_REQUISITO A_: Transforme todas as linhas do conjunto de anotações por pontos, mais abaixo, em uma tabela Markdown com as colunas Nº e Conteúdo, numerando cada linha e omitindo as linhas em branco. Deixe as imagens fora da resposta.

_TRECHO DO TEXTO_:
+ + + + +
Entre as diversas imagens do Brasil cultivadas pelos intelectuais — quero dizer, ensaístas, sociólogos, historiadores e escritores em geral —, uma sempre se destacou por larga margem. O termo-chave que a designava era “patrimonialismo”, consagrada pelo mestre Raymundo Faoro. Outros conceitos foram criados, mas o essencial não diversificava muito. O que se queria dizer é que uma pequena elite controlava a máquina do Estado e tudo o que ela representa em termos de poder e mantinha incólume a pirâmide distribuindo parte do butim aos “amigos do rei”.

O “patronato político” (outro termo de Raymundo Faoro) descrito no parágrafo anterior pode ser designado como o ápice da pirâmide, ou como o primeiro círculo concêntrico na estrutura do poder. Abaixo dele, ou como um segundo círculo, vicejava uma camada relativamente ampla que se autodenomina (va) “classe política”. A maioria dela era um bando de farsantes, que nada representavam senão a si mesmos e carecia totalmente de ideias ou objetivos sobre o país, mas havia uma parcela minoritária que acreditava piamente na possibilidade de ascender ao primeiro círculo, especialmente se a democracia não atrapalhasse e que, em lá chegando, reformaria radicalmente a sociedade, modernizando-a, tornando-a menos iníqua.
+ + + + +
_REQUISITO B_: No texto sobre o patrimonialismo, que termo de Raymundo Faoro designa o ápice da pirâmide do poder?

_Entradas de um conjunto de anotações por pontos_:
+ + + + +
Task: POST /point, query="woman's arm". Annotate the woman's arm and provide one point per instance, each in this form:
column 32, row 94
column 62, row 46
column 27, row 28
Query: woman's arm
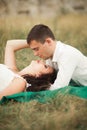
column 11, row 47
column 17, row 85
+ + + + +
_SAÍDA COMPLETA A_:
| Nº | Conteúdo |
|---|---|
| 1 | Task: POST /point, query="woman's arm". Annotate the woman's arm and provide one point per instance, each in this form: |
| 2 | column 32, row 94 |
| 3 | column 62, row 46 |
| 4 | column 27, row 28 |
| 5 | Query: woman's arm |
| 6 | column 11, row 47 |
| 7 | column 17, row 85 |

_SAÍDA COMPLETA B_: O termo é "patronato político".